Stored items

Content starts

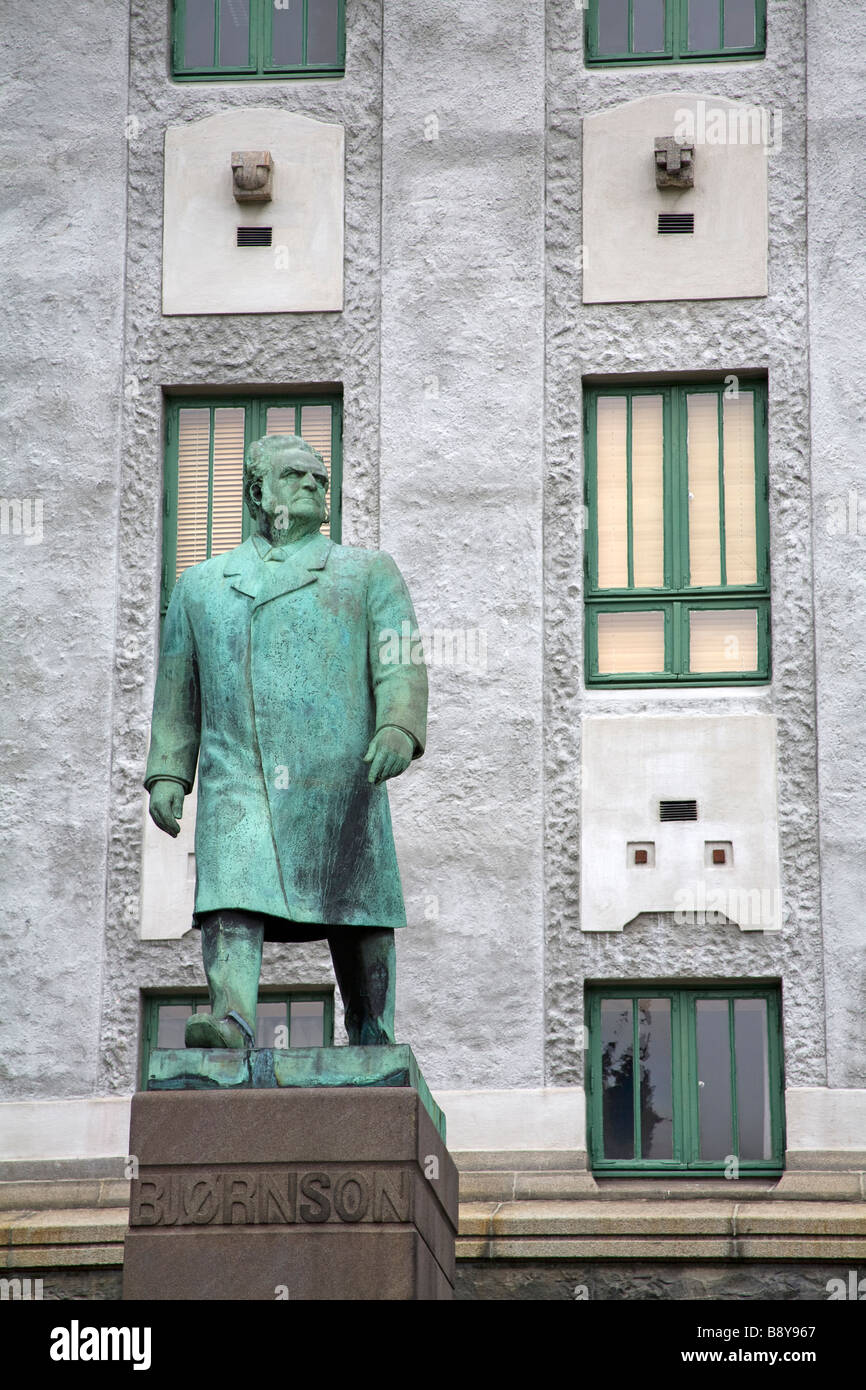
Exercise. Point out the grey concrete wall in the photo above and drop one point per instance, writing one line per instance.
(64, 64)
(724, 337)
(837, 367)
(460, 508)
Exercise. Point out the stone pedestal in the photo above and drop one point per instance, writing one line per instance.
(330, 1193)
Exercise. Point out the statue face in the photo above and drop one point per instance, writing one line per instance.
(292, 496)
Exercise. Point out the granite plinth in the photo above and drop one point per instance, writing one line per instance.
(288, 1193)
(193, 1068)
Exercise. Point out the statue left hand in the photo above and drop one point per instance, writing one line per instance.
(389, 754)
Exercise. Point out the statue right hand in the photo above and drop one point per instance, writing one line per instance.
(167, 805)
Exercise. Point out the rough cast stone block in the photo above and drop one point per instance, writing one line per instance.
(287, 1193)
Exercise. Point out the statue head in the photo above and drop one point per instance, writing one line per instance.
(284, 487)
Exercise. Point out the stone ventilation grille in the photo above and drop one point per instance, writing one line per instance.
(677, 811)
(255, 235)
(676, 223)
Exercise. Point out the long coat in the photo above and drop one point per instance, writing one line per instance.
(275, 676)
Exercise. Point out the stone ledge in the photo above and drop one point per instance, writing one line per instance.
(63, 1257)
(519, 1230)
(63, 1193)
(660, 1247)
(72, 1226)
(642, 1218)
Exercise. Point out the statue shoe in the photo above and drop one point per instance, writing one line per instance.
(207, 1030)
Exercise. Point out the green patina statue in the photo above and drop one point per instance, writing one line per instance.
(277, 674)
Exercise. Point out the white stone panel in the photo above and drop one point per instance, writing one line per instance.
(205, 271)
(822, 1118)
(727, 765)
(544, 1118)
(82, 1127)
(624, 256)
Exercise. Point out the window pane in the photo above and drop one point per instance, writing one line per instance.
(307, 1023)
(270, 1016)
(704, 538)
(613, 25)
(630, 642)
(617, 1077)
(288, 32)
(171, 1025)
(648, 25)
(740, 538)
(648, 491)
(323, 34)
(738, 24)
(612, 492)
(227, 509)
(656, 1079)
(704, 24)
(715, 1079)
(234, 34)
(723, 640)
(752, 1077)
(281, 420)
(199, 34)
(193, 463)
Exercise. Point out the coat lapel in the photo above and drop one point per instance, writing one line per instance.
(242, 566)
(295, 573)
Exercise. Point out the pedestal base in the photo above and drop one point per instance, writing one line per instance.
(337, 1193)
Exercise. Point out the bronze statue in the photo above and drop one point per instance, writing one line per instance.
(277, 676)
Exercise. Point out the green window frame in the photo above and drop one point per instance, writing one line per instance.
(203, 513)
(235, 41)
(711, 1094)
(673, 31)
(704, 513)
(167, 1012)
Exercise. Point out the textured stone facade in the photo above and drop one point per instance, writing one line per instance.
(460, 352)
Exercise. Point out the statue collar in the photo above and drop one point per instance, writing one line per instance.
(266, 581)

Content ends

■ INSTRUCTIONS TO FOLLOW ■
The answer must be the full set of records, repeated exactly, with no pictures.

■ RESPONSE TO THE EXERCISE ■
Exercise. Point out the grey concrete wall in the photo above and drop one point per instance, writing one line per instance.
(64, 64)
(724, 337)
(837, 367)
(460, 508)
Exercise. Point out the stone pedestal in the photo above and drop one point per instance, writing one line per instance.
(330, 1193)
Exercise. Point out the statue face in the photo above and drop one point per instance, writing one line per instance.
(292, 496)
Exercise. Point out the granite plinth in the photo above and drop one point per instance, writing one line per instance.
(288, 1193)
(193, 1068)
Exercise. Point out the statue left hand in the photo above and drop one point per instance, writing one line per instance.
(389, 754)
Exercise. Point out the statue right hand in the photo above and drop one point per instance, writing one line per instance.
(167, 805)
Exercise. Point out the rough cast stone block in the photo above and drop one point per instance, writing one line per instance.
(287, 1193)
Exercise. Point out the statue head in the photo above and drop one point per instance, writing one line per instance.
(284, 487)
Exercise. Point out the stone ventilation grille in the photo above and drop one point per instance, writing one line per instance.
(677, 811)
(255, 235)
(676, 223)
Exercise. Point out the long coat in the photo above and drop one point per instance, writing one line per instance.
(275, 676)
Exercise. Point out the stone ledge in the photo above and drop one point per instance, writing one line per instance.
(63, 1257)
(519, 1230)
(63, 1193)
(660, 1247)
(72, 1226)
(642, 1218)
Exercise. Point out the statue shoe in the photo above and drop one point per instance, writing one line per instance.
(207, 1030)
Exercise. Point out the green patina statue in the photo above and drop one point per instance, writing one line per instance.
(277, 674)
Exercise. Point out the white stone panel in the photo above and drop one point per instance, writing one line per instance.
(205, 271)
(822, 1118)
(727, 765)
(544, 1118)
(82, 1127)
(624, 256)
Exercise. Point out the window pane in the photo above and drop one point per instance, writing one line per instance.
(307, 1023)
(270, 1016)
(704, 538)
(613, 25)
(630, 642)
(617, 1077)
(288, 32)
(171, 1025)
(648, 25)
(740, 538)
(648, 491)
(323, 34)
(738, 24)
(612, 492)
(227, 509)
(656, 1079)
(704, 24)
(715, 1079)
(234, 34)
(723, 640)
(752, 1077)
(281, 420)
(199, 34)
(193, 463)
Exercise. Point out the coat lapel in the photo above and drop one point per instance, writing one line per instance.
(242, 566)
(295, 573)
Exercise. Point out the pedestal base in the photo above and drop one point per instance, writing one line per instance.
(337, 1193)
Exercise. Point out the bronze statue in the photo above and drop one point per instance, writing one line per instance.
(277, 676)
Exercise. Point out the green window frame in the photo above and drop one point per instance, writing one line per instance.
(203, 513)
(235, 41)
(711, 1094)
(673, 31)
(704, 513)
(167, 1012)
Exercise. Point out the textured stone facade in the photo above and drop one point per instance, writing one line per instance.
(460, 352)
Exercise. Point out the statue collar in the photo above and drop one point per instance, writing one line per instance.
(266, 581)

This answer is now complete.